Find every line in the material that contains the word "black", and copy each of those lines. Treat uppercase and lowercase letters as different.

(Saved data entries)
________________
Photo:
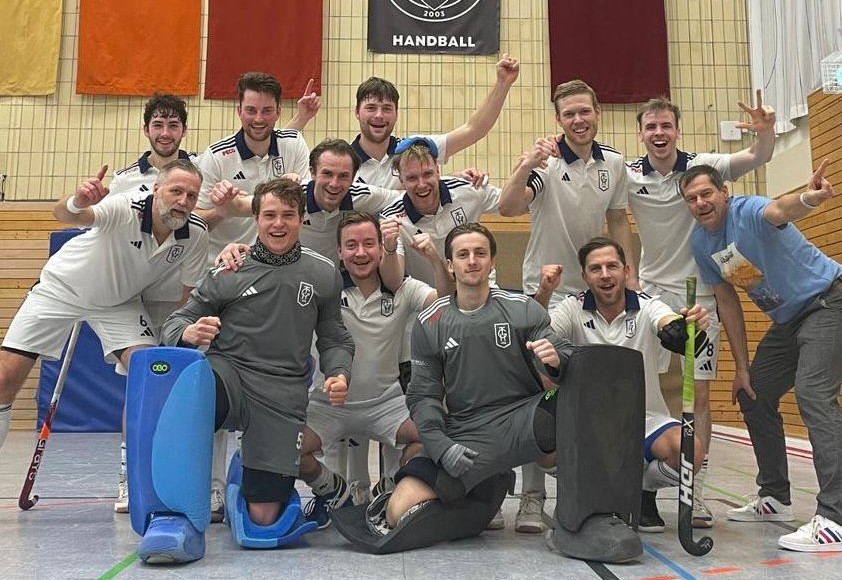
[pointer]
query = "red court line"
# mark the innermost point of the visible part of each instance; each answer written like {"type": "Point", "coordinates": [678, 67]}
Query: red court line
{"type": "Point", "coordinates": [723, 570]}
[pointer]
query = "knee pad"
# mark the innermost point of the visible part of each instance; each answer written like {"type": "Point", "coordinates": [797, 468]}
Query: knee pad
{"type": "Point", "coordinates": [169, 435]}
{"type": "Point", "coordinates": [289, 526]}
{"type": "Point", "coordinates": [600, 422]}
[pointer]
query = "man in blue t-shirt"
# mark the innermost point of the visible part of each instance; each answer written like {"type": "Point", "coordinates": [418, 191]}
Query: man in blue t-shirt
{"type": "Point", "coordinates": [750, 242]}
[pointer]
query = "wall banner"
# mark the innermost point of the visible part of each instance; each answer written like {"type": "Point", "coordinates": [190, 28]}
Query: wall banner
{"type": "Point", "coordinates": [434, 26]}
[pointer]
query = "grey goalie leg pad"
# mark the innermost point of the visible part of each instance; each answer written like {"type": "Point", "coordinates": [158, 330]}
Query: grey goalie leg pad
{"type": "Point", "coordinates": [600, 422]}
{"type": "Point", "coordinates": [429, 524]}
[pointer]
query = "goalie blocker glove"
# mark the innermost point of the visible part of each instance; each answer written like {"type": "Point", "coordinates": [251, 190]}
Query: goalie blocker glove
{"type": "Point", "coordinates": [673, 337]}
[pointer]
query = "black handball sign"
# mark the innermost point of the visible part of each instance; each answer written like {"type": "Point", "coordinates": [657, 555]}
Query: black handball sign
{"type": "Point", "coordinates": [438, 26]}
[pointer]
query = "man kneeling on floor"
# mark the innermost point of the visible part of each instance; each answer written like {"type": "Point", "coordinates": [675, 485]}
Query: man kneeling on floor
{"type": "Point", "coordinates": [258, 324]}
{"type": "Point", "coordinates": [479, 348]}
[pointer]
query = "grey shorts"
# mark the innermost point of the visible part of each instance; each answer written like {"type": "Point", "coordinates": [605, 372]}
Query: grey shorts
{"type": "Point", "coordinates": [271, 438]}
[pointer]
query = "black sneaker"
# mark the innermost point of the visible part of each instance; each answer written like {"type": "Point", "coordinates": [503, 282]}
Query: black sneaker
{"type": "Point", "coordinates": [650, 519]}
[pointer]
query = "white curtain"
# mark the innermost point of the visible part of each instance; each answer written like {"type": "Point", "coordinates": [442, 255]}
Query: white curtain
{"type": "Point", "coordinates": [788, 39]}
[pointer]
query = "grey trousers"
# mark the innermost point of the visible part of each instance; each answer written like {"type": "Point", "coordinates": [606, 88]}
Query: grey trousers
{"type": "Point", "coordinates": [805, 353]}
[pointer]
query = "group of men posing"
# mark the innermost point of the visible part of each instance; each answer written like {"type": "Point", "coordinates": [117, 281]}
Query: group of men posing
{"type": "Point", "coordinates": [322, 241]}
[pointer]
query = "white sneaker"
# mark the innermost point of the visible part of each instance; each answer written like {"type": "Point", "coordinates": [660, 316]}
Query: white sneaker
{"type": "Point", "coordinates": [217, 505]}
{"type": "Point", "coordinates": [121, 506]}
{"type": "Point", "coordinates": [762, 509]}
{"type": "Point", "coordinates": [818, 535]}
{"type": "Point", "coordinates": [498, 522]}
{"type": "Point", "coordinates": [702, 518]}
{"type": "Point", "coordinates": [530, 514]}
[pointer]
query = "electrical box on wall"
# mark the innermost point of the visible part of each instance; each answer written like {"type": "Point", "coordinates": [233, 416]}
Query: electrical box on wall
{"type": "Point", "coordinates": [728, 131]}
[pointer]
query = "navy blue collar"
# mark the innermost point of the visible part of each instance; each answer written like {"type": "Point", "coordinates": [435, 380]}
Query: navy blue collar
{"type": "Point", "coordinates": [414, 215]}
{"type": "Point", "coordinates": [312, 205]}
{"type": "Point", "coordinates": [632, 302]}
{"type": "Point", "coordinates": [181, 233]}
{"type": "Point", "coordinates": [348, 282]}
{"type": "Point", "coordinates": [393, 142]}
{"type": "Point", "coordinates": [680, 163]}
{"type": "Point", "coordinates": [246, 153]}
{"type": "Point", "coordinates": [144, 165]}
{"type": "Point", "coordinates": [571, 157]}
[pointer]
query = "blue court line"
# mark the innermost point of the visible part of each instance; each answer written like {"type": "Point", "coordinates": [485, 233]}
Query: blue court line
{"type": "Point", "coordinates": [667, 562]}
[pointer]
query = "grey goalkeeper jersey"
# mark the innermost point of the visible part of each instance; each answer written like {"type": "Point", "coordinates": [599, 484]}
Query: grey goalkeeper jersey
{"type": "Point", "coordinates": [478, 360]}
{"type": "Point", "coordinates": [268, 314]}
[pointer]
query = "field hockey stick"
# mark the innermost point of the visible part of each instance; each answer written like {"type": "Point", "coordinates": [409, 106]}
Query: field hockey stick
{"type": "Point", "coordinates": [688, 396]}
{"type": "Point", "coordinates": [24, 501]}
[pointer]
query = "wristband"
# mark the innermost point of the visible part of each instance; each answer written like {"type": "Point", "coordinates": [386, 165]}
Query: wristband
{"type": "Point", "coordinates": [804, 201]}
{"type": "Point", "coordinates": [75, 209]}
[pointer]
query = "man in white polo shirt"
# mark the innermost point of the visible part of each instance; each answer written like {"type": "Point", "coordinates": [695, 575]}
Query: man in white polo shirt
{"type": "Point", "coordinates": [665, 225]}
{"type": "Point", "coordinates": [569, 186]}
{"type": "Point", "coordinates": [98, 276]}
{"type": "Point", "coordinates": [254, 154]}
{"type": "Point", "coordinates": [609, 313]}
{"type": "Point", "coordinates": [377, 112]}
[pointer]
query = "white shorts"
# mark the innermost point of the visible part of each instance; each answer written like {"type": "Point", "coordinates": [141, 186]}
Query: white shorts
{"type": "Point", "coordinates": [707, 360]}
{"type": "Point", "coordinates": [378, 419]}
{"type": "Point", "coordinates": [655, 426]}
{"type": "Point", "coordinates": [42, 325]}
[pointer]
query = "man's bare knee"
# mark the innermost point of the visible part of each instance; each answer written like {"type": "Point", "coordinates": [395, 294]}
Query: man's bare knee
{"type": "Point", "coordinates": [409, 491]}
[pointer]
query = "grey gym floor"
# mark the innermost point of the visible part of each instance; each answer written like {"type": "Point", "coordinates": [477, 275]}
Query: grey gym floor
{"type": "Point", "coordinates": [73, 533]}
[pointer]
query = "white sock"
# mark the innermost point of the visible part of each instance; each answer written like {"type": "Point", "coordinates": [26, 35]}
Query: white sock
{"type": "Point", "coordinates": [5, 421]}
{"type": "Point", "coordinates": [326, 482]}
{"type": "Point", "coordinates": [658, 474]}
{"type": "Point", "coordinates": [123, 459]}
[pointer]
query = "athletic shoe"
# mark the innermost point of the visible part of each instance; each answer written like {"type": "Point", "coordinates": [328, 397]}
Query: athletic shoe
{"type": "Point", "coordinates": [762, 509]}
{"type": "Point", "coordinates": [169, 539]}
{"type": "Point", "coordinates": [818, 535]}
{"type": "Point", "coordinates": [318, 509]}
{"type": "Point", "coordinates": [217, 505]}
{"type": "Point", "coordinates": [121, 506]}
{"type": "Point", "coordinates": [650, 519]}
{"type": "Point", "coordinates": [530, 514]}
{"type": "Point", "coordinates": [498, 522]}
{"type": "Point", "coordinates": [702, 518]}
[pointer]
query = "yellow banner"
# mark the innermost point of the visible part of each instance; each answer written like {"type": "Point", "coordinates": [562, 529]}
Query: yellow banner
{"type": "Point", "coordinates": [30, 33]}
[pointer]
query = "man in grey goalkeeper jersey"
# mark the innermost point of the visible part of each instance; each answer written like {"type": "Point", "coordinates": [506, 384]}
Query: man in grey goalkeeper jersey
{"type": "Point", "coordinates": [258, 324]}
{"type": "Point", "coordinates": [461, 345]}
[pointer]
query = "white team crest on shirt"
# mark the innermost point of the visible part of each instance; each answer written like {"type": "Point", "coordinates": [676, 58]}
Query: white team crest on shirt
{"type": "Point", "coordinates": [305, 293]}
{"type": "Point", "coordinates": [459, 217]}
{"type": "Point", "coordinates": [175, 252]}
{"type": "Point", "coordinates": [604, 182]}
{"type": "Point", "coordinates": [502, 335]}
{"type": "Point", "coordinates": [631, 327]}
{"type": "Point", "coordinates": [387, 306]}
{"type": "Point", "coordinates": [278, 166]}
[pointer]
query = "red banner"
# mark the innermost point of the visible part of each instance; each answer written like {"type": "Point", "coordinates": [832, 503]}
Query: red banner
{"type": "Point", "coordinates": [279, 37]}
{"type": "Point", "coordinates": [139, 47]}
{"type": "Point", "coordinates": [618, 48]}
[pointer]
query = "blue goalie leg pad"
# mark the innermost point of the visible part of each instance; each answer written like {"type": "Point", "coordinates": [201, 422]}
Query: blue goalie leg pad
{"type": "Point", "coordinates": [171, 539]}
{"type": "Point", "coordinates": [289, 527]}
{"type": "Point", "coordinates": [169, 435]}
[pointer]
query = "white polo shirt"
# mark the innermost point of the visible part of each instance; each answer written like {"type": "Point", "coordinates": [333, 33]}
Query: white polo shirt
{"type": "Point", "coordinates": [570, 198]}
{"type": "Point", "coordinates": [139, 178]}
{"type": "Point", "coordinates": [319, 228]}
{"type": "Point", "coordinates": [118, 257]}
{"type": "Point", "coordinates": [665, 223]}
{"type": "Point", "coordinates": [577, 319]}
{"type": "Point", "coordinates": [377, 324]}
{"type": "Point", "coordinates": [231, 159]}
{"type": "Point", "coordinates": [379, 171]}
{"type": "Point", "coordinates": [460, 203]}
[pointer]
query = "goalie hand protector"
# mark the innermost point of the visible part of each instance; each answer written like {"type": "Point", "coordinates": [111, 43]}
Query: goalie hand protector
{"type": "Point", "coordinates": [673, 337]}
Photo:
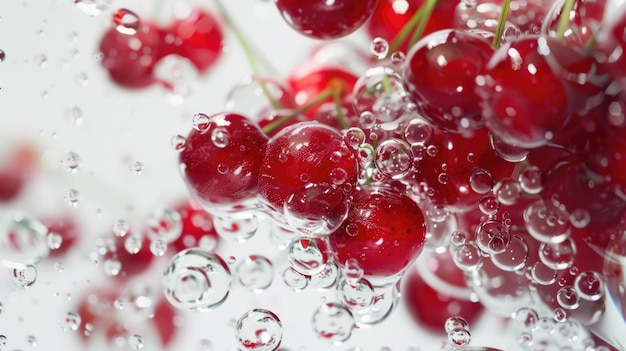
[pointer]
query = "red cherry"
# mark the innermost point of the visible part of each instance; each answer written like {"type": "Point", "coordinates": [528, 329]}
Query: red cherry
{"type": "Point", "coordinates": [197, 223]}
{"type": "Point", "coordinates": [444, 64]}
{"type": "Point", "coordinates": [433, 297]}
{"type": "Point", "coordinates": [130, 58]}
{"type": "Point", "coordinates": [197, 37]}
{"type": "Point", "coordinates": [321, 19]}
{"type": "Point", "coordinates": [524, 99]}
{"type": "Point", "coordinates": [384, 232]}
{"type": "Point", "coordinates": [390, 16]}
{"type": "Point", "coordinates": [457, 171]}
{"type": "Point", "coordinates": [221, 159]}
{"type": "Point", "coordinates": [15, 171]}
{"type": "Point", "coordinates": [304, 158]}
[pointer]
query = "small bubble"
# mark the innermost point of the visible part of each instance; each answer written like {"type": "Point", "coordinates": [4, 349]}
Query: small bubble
{"type": "Point", "coordinates": [379, 48]}
{"type": "Point", "coordinates": [126, 21]}
{"type": "Point", "coordinates": [136, 167]}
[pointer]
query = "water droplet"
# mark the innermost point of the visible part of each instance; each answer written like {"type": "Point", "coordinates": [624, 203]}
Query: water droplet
{"type": "Point", "coordinates": [201, 122]}
{"type": "Point", "coordinates": [379, 48]}
{"type": "Point", "coordinates": [196, 280]}
{"type": "Point", "coordinates": [71, 322]}
{"type": "Point", "coordinates": [259, 330]}
{"type": "Point", "coordinates": [126, 21]}
{"type": "Point", "coordinates": [136, 167]}
{"type": "Point", "coordinates": [72, 198]}
{"type": "Point", "coordinates": [333, 322]}
{"type": "Point", "coordinates": [255, 272]}
{"type": "Point", "coordinates": [24, 277]}
{"type": "Point", "coordinates": [136, 341]}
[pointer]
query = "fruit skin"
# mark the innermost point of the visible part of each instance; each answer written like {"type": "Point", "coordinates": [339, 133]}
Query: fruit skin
{"type": "Point", "coordinates": [130, 59]}
{"type": "Point", "coordinates": [321, 19]}
{"type": "Point", "coordinates": [219, 174]}
{"type": "Point", "coordinates": [302, 154]}
{"type": "Point", "coordinates": [384, 231]}
{"type": "Point", "coordinates": [197, 37]}
{"type": "Point", "coordinates": [440, 73]}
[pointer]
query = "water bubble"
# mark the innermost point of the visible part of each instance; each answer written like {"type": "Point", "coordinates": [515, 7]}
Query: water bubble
________________
**Result**
query = "black handball sign"
Query: black handball sign
query = "black sneaker"
Query: black sneaker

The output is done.